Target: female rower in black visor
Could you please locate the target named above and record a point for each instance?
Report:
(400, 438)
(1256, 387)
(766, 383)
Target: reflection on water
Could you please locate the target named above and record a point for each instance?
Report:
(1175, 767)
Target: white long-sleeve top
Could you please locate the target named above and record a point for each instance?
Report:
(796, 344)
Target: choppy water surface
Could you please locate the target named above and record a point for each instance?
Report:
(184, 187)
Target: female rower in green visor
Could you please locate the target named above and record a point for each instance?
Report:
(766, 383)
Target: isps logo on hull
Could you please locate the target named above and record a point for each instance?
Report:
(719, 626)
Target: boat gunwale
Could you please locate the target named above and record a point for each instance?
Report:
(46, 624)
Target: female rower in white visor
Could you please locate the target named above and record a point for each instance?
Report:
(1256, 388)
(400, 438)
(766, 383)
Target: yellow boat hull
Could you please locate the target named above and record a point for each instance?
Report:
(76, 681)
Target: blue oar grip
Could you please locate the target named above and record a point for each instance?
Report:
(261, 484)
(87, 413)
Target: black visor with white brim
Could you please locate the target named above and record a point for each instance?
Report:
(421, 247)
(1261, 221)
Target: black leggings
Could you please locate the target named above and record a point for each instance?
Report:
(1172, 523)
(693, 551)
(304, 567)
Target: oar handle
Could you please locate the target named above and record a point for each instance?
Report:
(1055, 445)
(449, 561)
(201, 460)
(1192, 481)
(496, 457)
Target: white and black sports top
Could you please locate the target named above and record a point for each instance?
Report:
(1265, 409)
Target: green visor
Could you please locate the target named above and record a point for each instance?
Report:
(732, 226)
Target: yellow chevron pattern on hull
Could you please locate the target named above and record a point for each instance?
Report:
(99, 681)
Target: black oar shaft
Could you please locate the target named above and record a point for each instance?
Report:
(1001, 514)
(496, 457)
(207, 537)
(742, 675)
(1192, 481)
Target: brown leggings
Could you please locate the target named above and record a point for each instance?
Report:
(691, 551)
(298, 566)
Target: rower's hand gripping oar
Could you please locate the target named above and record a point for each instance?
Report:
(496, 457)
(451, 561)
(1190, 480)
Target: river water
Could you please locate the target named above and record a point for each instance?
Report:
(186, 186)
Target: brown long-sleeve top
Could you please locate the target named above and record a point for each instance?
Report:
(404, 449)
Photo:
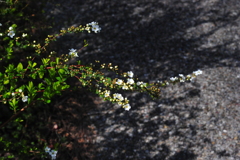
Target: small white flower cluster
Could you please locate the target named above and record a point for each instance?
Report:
(24, 35)
(182, 78)
(117, 97)
(24, 98)
(95, 27)
(73, 52)
(127, 85)
(52, 153)
(11, 32)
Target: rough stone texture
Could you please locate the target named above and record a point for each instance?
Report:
(158, 39)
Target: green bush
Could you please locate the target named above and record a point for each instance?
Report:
(28, 84)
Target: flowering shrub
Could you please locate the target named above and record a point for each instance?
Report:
(39, 78)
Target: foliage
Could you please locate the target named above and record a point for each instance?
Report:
(41, 75)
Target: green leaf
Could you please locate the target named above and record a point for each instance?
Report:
(6, 81)
(45, 61)
(19, 67)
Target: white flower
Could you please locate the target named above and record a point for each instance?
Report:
(130, 81)
(93, 23)
(24, 35)
(107, 93)
(53, 154)
(198, 72)
(47, 149)
(24, 99)
(173, 78)
(11, 34)
(73, 52)
(181, 75)
(130, 74)
(127, 107)
(119, 82)
(182, 78)
(125, 87)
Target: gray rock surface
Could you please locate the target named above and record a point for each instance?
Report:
(158, 39)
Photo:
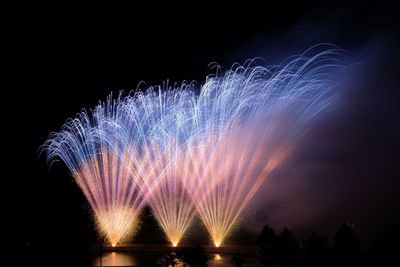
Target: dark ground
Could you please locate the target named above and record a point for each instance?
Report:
(59, 60)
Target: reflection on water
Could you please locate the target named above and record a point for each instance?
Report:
(150, 258)
(116, 259)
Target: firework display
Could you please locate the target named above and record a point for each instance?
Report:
(182, 152)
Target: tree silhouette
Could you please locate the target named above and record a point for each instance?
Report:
(266, 241)
(238, 261)
(316, 251)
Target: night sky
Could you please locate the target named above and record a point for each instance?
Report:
(347, 169)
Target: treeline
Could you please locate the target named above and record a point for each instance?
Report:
(283, 249)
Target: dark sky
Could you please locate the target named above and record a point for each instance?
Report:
(347, 169)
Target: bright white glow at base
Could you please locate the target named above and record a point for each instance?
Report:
(180, 152)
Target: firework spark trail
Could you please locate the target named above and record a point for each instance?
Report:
(180, 152)
(168, 199)
(247, 121)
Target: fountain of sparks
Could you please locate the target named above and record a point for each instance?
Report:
(181, 153)
(247, 122)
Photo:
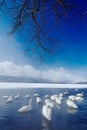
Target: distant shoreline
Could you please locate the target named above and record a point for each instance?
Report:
(10, 85)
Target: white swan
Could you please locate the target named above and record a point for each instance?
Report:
(46, 96)
(58, 100)
(66, 92)
(80, 94)
(27, 96)
(72, 97)
(71, 104)
(26, 108)
(47, 112)
(49, 102)
(79, 98)
(16, 96)
(38, 100)
(10, 99)
(36, 95)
---+---
TASK GOAL: Nothing in the entries above should change when they are printed again, except that the pictures are dropped.

SOLUTION BELOW:
Target: female rower in black visor
Could you please locate the target named above and record a point for each instance?
Report:
(400, 438)
(1256, 387)
(766, 383)
Target: reflection on water
Could you please locate the target named above and record a point for each instance?
Report:
(1175, 767)
Target: white long-sleeve top
Could you please locate the target named above and record a point for each instance?
Report:
(796, 344)
Target: choppy water surface
Could you please locate the target named above and record a point for each instance?
Report:
(184, 187)
Target: female rower in green visor
Could you please locate the target named above and record a point for each instance?
Report:
(766, 383)
Target: isps logo on hull
Could you please locate the target named above and record a point for each instance?
Report:
(719, 626)
Target: boat gunwale
Could you please locate the target named above and record a point for each instance?
Report:
(46, 624)
Target: female rower in white visor
Could you please locate the target named above and record a point for each instance?
Report:
(1256, 388)
(400, 438)
(766, 383)
Target: yellow boat hull
Could you please locate the target named above and record a point for each instance?
Report:
(76, 681)
Target: blue oar grip
Could you please locate the target named above and record a point for each instance?
Report:
(261, 484)
(87, 413)
Target: black visor with white brim
Could you please locate the target named above and record a point for each instance?
Report:
(421, 247)
(1261, 221)
Target: black leggings
Could you please locate the target named above and record a point for each instance?
Report:
(1172, 523)
(693, 551)
(304, 567)
Target: oar handle
Could you please locate the target named above and record a point for each instance?
Report:
(1055, 445)
(449, 561)
(201, 460)
(1192, 481)
(496, 457)
Target: white and black sports top
Could you please locate the target named above and record a point for each instance?
Report:
(1265, 409)
Target: green visor
Could you please locate the target named above and record a point for each instance?
Report:
(732, 226)
Target: yellow chevron pattern on hull
Could you please locate the target named above and record a point for each instance?
Report:
(99, 681)
Target: black oar shaft
Could you please locate the target named above and record a point for each instance?
Report:
(1001, 514)
(496, 457)
(207, 537)
(742, 675)
(1192, 481)
Target: brown leggings
Could you please locate the target named above and record a point for each instance?
Report:
(691, 551)
(298, 566)
Target: rower's hand gripping oar
Could you please locate the target named above and record a point for each instance?
Report:
(496, 457)
(451, 561)
(1190, 480)
Target: river water
Could you please locate the target named above and record a point for each instance?
Report:
(186, 186)
Target: brown long-sleeve top
Could you please locate the target named above and record a point for each instance?
Report:
(404, 449)
Photo:
Target: small white flower cluster
Could you please locate the target named above and record a point for each instance?
Report:
(24, 35)
(182, 78)
(117, 97)
(24, 98)
(95, 27)
(73, 52)
(127, 85)
(52, 153)
(11, 32)
Target: rough stone texture
Could you please locate the target named above and record a point for each instance?
Report:
(158, 39)
Target: green bush
Could you please locate the target named above and record a point for each instance?
Report:
(28, 84)
Target: flowering shrub
Could you please locate the target named above and record a point for each instance?
Report:
(39, 78)
Target: foliage
Could you please locate the target named above and record a point for each instance?
Report:
(41, 75)
Target: green leaf
Could you please locate the target named above and record a point for each instance?
Report:
(6, 81)
(45, 61)
(19, 67)
Target: white flower
Could you please locate the target named above and record a point for each instance?
Report:
(130, 81)
(93, 23)
(24, 35)
(107, 93)
(53, 154)
(198, 72)
(47, 149)
(24, 99)
(173, 78)
(11, 34)
(73, 52)
(181, 75)
(130, 74)
(127, 107)
(119, 82)
(182, 78)
(125, 87)
Target: gray rock surface
Could you please locate the target named above and record a point for each instance?
Report:
(158, 39)
Photo:
Target: dark ground
Could you please locate the target named above and record a point for each instance?
Report:
(59, 60)
Target: reflection on water
Could you please locate the target named above and record a point for each instance?
Report:
(150, 258)
(116, 259)
Target: firework display
Could you please locate the target named above and record a point for each instance?
Report:
(182, 152)
Target: tree silhouette
Could you please locate the target named above and record a point for each instance?
Report:
(266, 241)
(238, 261)
(316, 251)
Target: night sky
Could you please locate the target named above and record a point for each instance?
Report:
(347, 169)
Target: treeline
Could you please locate the target named above and record a point for each instance?
Report:
(283, 249)
Target: dark sky
Could you please locate the target named above and record a point for each instance?
Report:
(347, 169)
Target: bright white glow at base
Could you please locate the target named above and record a point for each instance?
Report:
(180, 152)
Target: firework spark trail
Could you please locate the target named above and record a point for each instance?
Report:
(180, 152)
(168, 199)
(247, 121)
Target: fountain of sparks
Could you please locate the target named above and record a point for each instance?
Report:
(181, 153)
(247, 122)
Photo:
Target: distant shoreline
Could you please locate the target named above and record a point for each instance?
Report:
(10, 85)
Target: white swan
Could you please locate the target named above and record a point for each instance?
Report:
(46, 96)
(58, 100)
(66, 92)
(80, 94)
(27, 96)
(72, 97)
(71, 104)
(26, 108)
(47, 112)
(49, 102)
(79, 98)
(16, 96)
(38, 100)
(10, 99)
(36, 95)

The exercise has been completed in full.